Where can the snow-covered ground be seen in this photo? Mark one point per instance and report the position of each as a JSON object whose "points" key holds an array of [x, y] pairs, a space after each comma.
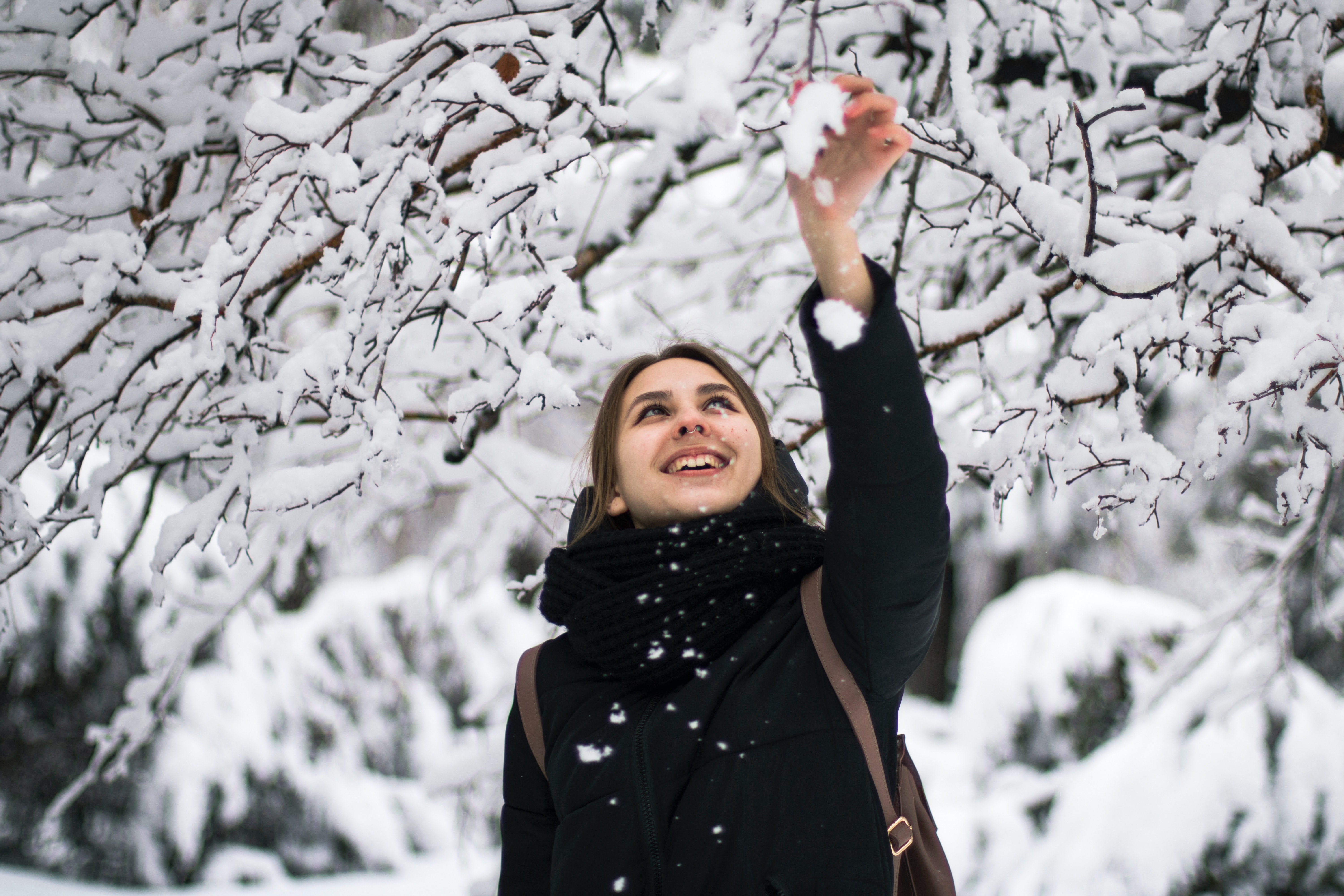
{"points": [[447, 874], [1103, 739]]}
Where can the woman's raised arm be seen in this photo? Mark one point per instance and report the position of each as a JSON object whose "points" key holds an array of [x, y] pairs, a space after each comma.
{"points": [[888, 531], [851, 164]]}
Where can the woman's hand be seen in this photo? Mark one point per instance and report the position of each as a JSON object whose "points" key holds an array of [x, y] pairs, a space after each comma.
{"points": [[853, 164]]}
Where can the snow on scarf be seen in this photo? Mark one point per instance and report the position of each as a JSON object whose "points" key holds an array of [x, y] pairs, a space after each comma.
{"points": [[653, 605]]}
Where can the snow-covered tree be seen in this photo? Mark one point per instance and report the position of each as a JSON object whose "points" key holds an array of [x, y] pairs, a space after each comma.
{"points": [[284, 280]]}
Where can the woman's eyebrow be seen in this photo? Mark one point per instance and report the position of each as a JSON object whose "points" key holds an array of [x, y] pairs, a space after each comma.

━━━

Task instructions
Swap "eyebrow" for "eyelash" in the stretch from the line containing "Where can the snow-covered tree" through the end of the items, and reproduce only that stretch with everything else unchanged.

Result of this exercise
Where can the snow-covered tree be seen in this photo? Mark one point per instance and report the position of each as a JSON object whose "points" key holds an array of [x, y] pairs, a space after each comma.
{"points": [[284, 280]]}
Where can the woman's eyelash be seen in this photo? Mark one point per instance and report the position of each as a JSON object whose "points" key holds an array of [x, y] pairs, a space after each comma.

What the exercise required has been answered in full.